▶ _Task to complete_: Pick out each line below that contains the word "concrete", with case counting, and copy those lines.

====

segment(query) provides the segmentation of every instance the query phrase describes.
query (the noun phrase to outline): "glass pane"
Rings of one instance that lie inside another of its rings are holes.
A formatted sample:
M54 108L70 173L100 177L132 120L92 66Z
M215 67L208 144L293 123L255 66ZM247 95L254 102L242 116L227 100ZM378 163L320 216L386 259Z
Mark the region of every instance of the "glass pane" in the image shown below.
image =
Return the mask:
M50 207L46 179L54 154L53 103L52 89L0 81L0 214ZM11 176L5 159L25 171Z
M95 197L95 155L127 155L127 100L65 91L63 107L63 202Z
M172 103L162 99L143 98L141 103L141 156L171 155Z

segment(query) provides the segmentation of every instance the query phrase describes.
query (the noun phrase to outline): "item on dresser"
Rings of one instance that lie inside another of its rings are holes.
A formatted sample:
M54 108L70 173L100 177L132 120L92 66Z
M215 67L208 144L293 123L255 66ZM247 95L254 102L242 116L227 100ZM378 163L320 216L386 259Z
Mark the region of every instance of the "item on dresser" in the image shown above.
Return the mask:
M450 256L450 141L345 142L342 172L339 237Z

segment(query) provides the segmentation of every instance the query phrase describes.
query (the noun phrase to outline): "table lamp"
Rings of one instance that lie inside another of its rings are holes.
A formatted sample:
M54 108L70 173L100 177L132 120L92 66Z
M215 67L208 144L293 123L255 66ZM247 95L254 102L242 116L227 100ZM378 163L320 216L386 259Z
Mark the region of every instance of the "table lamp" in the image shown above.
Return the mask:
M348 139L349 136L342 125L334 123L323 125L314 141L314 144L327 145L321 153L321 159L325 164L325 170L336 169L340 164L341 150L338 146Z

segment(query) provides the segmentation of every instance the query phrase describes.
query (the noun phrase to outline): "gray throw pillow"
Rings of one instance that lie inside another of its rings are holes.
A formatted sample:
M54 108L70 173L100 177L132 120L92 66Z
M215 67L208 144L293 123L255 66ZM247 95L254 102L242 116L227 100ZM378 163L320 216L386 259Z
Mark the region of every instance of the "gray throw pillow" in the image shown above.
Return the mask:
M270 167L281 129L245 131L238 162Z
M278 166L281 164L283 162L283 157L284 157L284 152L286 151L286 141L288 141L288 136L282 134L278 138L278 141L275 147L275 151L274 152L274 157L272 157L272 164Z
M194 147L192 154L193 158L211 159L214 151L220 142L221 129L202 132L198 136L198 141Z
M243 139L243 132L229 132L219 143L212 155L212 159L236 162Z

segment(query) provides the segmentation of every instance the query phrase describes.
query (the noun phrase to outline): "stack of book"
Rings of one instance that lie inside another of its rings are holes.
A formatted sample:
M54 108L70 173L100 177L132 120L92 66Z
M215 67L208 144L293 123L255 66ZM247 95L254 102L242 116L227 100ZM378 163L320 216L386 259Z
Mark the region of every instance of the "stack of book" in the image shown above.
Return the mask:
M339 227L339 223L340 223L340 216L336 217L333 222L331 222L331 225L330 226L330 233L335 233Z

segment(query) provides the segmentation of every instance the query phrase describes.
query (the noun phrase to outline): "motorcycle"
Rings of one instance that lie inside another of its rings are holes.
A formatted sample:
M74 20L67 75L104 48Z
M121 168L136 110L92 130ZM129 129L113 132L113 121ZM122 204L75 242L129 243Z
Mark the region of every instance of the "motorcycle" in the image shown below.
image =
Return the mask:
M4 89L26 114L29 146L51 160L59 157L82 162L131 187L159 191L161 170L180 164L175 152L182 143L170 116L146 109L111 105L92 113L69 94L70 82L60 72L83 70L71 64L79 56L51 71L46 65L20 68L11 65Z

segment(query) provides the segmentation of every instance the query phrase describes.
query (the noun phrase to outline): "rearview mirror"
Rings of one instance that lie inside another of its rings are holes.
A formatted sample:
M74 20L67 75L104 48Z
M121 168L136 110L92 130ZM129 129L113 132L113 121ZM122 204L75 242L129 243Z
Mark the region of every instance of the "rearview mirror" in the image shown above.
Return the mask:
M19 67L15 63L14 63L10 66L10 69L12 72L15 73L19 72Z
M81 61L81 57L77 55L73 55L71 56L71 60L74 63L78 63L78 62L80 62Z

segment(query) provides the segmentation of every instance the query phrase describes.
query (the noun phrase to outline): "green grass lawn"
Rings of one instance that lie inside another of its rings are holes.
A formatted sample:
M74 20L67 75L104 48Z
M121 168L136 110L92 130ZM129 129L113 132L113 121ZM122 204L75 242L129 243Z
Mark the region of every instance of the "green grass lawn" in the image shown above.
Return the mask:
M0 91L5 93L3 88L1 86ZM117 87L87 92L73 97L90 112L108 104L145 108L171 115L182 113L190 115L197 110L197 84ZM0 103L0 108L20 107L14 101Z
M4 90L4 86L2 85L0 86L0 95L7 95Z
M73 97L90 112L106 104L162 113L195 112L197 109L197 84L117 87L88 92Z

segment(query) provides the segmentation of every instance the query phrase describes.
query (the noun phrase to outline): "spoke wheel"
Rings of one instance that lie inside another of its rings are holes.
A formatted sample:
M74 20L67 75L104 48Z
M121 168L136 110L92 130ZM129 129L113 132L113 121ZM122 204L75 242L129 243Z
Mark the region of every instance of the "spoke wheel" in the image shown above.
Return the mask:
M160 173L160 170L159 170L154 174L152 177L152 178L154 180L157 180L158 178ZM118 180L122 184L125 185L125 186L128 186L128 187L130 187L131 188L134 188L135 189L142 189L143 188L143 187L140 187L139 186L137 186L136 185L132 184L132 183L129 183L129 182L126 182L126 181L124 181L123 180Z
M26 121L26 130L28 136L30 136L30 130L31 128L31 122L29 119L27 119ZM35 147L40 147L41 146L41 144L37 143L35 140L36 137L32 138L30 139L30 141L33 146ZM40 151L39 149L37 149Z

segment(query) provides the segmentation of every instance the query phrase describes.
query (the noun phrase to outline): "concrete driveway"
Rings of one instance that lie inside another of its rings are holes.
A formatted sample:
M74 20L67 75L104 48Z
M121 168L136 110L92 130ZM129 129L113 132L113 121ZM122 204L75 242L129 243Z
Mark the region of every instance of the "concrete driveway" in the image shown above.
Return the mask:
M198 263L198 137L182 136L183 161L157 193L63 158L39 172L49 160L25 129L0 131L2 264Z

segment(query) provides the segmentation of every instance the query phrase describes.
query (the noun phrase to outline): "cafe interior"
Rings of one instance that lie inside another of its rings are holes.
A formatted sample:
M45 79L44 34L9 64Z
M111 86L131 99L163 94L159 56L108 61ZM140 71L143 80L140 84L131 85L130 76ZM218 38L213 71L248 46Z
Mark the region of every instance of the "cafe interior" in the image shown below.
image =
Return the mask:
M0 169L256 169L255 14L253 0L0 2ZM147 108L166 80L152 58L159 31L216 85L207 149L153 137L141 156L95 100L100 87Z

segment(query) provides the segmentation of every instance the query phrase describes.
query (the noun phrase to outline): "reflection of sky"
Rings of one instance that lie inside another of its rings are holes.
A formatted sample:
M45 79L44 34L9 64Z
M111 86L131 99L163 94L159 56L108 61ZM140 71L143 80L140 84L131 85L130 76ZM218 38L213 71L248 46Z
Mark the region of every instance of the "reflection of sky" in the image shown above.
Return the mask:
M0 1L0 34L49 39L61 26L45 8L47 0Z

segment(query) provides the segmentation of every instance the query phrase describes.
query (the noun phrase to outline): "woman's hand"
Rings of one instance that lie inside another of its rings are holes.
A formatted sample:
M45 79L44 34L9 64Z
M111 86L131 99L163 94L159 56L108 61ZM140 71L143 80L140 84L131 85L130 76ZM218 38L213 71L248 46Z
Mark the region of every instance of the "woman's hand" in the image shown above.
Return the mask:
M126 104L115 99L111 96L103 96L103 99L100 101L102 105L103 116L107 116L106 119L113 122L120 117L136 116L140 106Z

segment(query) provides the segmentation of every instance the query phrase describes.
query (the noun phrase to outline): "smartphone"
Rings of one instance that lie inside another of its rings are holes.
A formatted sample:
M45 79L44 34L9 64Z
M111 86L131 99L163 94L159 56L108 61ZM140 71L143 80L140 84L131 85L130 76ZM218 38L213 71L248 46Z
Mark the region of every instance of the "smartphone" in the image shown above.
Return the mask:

====

▶ _Output_:
query (the noun phrase to outline): "concrete driveway"
Mark the region of every instance of the "concrete driveway" in the image shown above.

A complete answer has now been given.